TASK STATEMENT:
Exactly transcribe the line that holds "Annotate the metal" and every remaining line of the records, up to and including the final one, with nothing else.

━━━━

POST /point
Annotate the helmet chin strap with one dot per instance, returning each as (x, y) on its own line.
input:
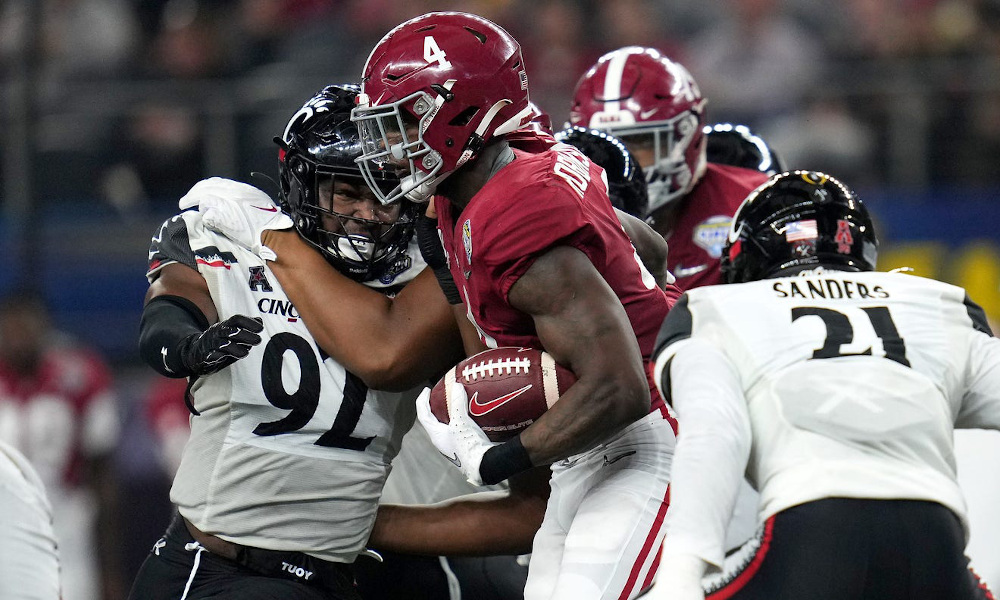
(420, 192)
(356, 247)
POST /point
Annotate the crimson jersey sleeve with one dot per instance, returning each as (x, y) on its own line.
(703, 223)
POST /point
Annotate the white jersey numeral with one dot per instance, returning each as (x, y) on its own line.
(433, 53)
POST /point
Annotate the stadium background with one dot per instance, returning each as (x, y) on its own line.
(111, 109)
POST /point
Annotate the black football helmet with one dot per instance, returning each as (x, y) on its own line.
(736, 145)
(626, 183)
(795, 220)
(320, 144)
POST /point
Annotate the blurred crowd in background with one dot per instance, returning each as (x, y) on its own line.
(140, 98)
(112, 109)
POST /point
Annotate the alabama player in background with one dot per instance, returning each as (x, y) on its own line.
(654, 106)
(539, 259)
(836, 389)
(59, 408)
(289, 448)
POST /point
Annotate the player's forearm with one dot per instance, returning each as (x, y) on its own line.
(484, 524)
(649, 245)
(390, 344)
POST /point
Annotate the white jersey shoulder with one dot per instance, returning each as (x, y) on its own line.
(289, 450)
(854, 381)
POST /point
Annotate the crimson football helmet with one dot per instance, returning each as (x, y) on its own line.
(435, 90)
(648, 101)
(319, 146)
(796, 220)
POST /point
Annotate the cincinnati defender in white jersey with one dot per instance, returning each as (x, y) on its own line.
(836, 389)
(279, 484)
(325, 438)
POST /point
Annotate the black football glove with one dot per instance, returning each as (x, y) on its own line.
(220, 345)
(435, 257)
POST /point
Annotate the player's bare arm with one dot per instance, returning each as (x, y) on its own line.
(650, 245)
(482, 524)
(181, 280)
(391, 344)
(581, 322)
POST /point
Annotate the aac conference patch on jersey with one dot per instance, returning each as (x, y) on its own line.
(710, 234)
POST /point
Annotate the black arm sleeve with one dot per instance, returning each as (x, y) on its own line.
(167, 322)
(433, 253)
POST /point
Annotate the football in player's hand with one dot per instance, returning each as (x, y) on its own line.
(508, 389)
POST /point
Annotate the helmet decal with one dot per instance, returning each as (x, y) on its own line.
(799, 220)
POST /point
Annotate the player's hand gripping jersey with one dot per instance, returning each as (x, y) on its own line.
(288, 450)
(854, 382)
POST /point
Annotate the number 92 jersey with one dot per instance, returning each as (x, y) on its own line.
(288, 450)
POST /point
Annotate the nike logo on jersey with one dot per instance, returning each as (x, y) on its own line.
(478, 409)
(688, 271)
(163, 355)
(611, 461)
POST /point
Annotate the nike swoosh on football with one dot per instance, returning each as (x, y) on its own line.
(478, 409)
(688, 271)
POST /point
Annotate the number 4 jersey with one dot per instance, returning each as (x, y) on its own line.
(854, 381)
(288, 450)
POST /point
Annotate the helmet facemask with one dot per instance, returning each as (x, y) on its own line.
(669, 176)
(392, 141)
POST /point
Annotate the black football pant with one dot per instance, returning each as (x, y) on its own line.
(854, 549)
(178, 569)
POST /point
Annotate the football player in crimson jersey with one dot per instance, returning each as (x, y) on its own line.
(58, 407)
(539, 259)
(654, 106)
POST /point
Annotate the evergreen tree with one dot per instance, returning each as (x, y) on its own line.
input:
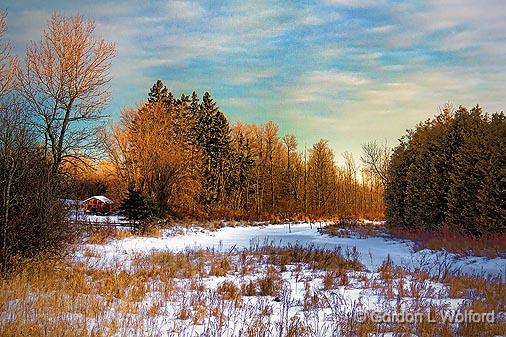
(450, 172)
(213, 137)
(135, 207)
(158, 92)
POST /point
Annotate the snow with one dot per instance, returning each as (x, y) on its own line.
(373, 250)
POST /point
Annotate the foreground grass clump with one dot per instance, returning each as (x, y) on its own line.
(262, 291)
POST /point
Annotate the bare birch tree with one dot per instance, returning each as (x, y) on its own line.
(64, 82)
(376, 158)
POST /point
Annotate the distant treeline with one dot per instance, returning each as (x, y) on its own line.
(450, 172)
(183, 154)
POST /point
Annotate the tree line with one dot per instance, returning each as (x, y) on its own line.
(450, 172)
(48, 104)
(183, 154)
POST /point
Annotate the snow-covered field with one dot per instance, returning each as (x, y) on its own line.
(373, 250)
(270, 280)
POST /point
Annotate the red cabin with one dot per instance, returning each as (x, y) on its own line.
(97, 203)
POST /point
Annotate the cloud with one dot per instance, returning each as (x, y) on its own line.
(325, 85)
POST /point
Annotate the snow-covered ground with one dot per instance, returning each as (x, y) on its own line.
(373, 250)
(136, 289)
(82, 216)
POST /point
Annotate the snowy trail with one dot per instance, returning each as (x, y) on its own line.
(373, 250)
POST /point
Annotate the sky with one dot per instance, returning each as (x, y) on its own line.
(344, 70)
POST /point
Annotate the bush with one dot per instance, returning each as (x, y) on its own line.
(32, 214)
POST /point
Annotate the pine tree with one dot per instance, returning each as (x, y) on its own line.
(135, 207)
(213, 137)
(158, 93)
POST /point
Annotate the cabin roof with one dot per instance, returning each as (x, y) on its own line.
(102, 198)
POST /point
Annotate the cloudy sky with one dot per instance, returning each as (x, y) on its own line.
(345, 70)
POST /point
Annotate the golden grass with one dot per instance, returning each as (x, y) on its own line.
(56, 298)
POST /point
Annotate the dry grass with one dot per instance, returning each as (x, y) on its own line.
(62, 298)
(488, 246)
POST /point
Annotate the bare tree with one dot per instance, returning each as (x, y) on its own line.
(65, 84)
(8, 63)
(376, 158)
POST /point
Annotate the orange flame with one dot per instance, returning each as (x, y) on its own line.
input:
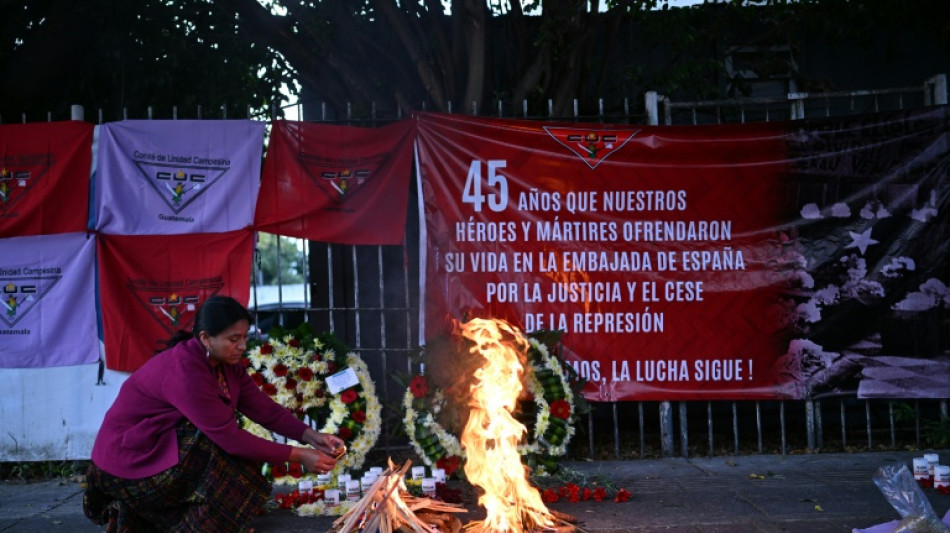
(492, 434)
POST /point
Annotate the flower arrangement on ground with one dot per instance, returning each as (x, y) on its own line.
(548, 411)
(293, 367)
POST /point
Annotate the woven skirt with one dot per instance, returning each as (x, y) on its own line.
(208, 491)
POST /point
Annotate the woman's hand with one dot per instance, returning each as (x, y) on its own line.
(313, 460)
(325, 442)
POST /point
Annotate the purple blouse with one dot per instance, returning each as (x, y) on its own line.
(138, 439)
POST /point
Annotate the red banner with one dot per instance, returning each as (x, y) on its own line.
(650, 248)
(336, 184)
(44, 178)
(152, 285)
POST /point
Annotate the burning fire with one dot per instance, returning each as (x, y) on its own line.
(492, 434)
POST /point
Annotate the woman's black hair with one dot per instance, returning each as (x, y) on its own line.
(215, 315)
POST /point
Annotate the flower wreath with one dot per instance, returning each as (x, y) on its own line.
(292, 368)
(550, 429)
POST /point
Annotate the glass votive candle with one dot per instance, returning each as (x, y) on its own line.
(932, 461)
(922, 472)
(428, 487)
(341, 481)
(367, 481)
(942, 478)
(353, 490)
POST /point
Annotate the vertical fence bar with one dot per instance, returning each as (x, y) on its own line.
(684, 431)
(666, 428)
(643, 438)
(844, 428)
(917, 421)
(735, 427)
(384, 348)
(781, 416)
(651, 102)
(758, 423)
(590, 435)
(616, 431)
(810, 423)
(890, 419)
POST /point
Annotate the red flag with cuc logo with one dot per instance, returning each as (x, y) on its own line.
(44, 178)
(152, 286)
(337, 184)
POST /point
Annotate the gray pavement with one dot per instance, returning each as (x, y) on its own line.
(813, 493)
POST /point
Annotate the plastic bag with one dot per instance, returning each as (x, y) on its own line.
(902, 492)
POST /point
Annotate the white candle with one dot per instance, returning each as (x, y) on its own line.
(353, 490)
(418, 472)
(921, 468)
(932, 461)
(428, 487)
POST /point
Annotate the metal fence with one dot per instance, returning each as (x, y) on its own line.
(368, 296)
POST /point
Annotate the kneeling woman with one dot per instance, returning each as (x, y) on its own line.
(170, 455)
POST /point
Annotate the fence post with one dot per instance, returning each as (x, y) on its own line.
(666, 428)
(653, 111)
(938, 93)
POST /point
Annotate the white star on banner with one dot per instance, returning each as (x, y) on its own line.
(861, 241)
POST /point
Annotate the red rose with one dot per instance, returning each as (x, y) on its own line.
(295, 470)
(349, 396)
(561, 409)
(419, 386)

━━━━

WORKED SOLUTION:
Annotate the metal fence with one dot per instance, returning each as (x, y) on its own line.
(368, 296)
POST /point
Annotate the kneeling woman with one dot per instance, returning each as (x, y) on its own line.
(170, 455)
POST /point
Annotate the fence post with one dot per instance, returning each as (x, y) on its own line.
(666, 428)
(653, 111)
(938, 93)
POST /point
Annotate the white star on banner with one dot per instance, returning each as (x, y) on its own line.
(861, 241)
POST /point
Annotate the red rose with one dot per instance, returning each as (x, y) on its own line.
(295, 470)
(349, 396)
(561, 409)
(419, 386)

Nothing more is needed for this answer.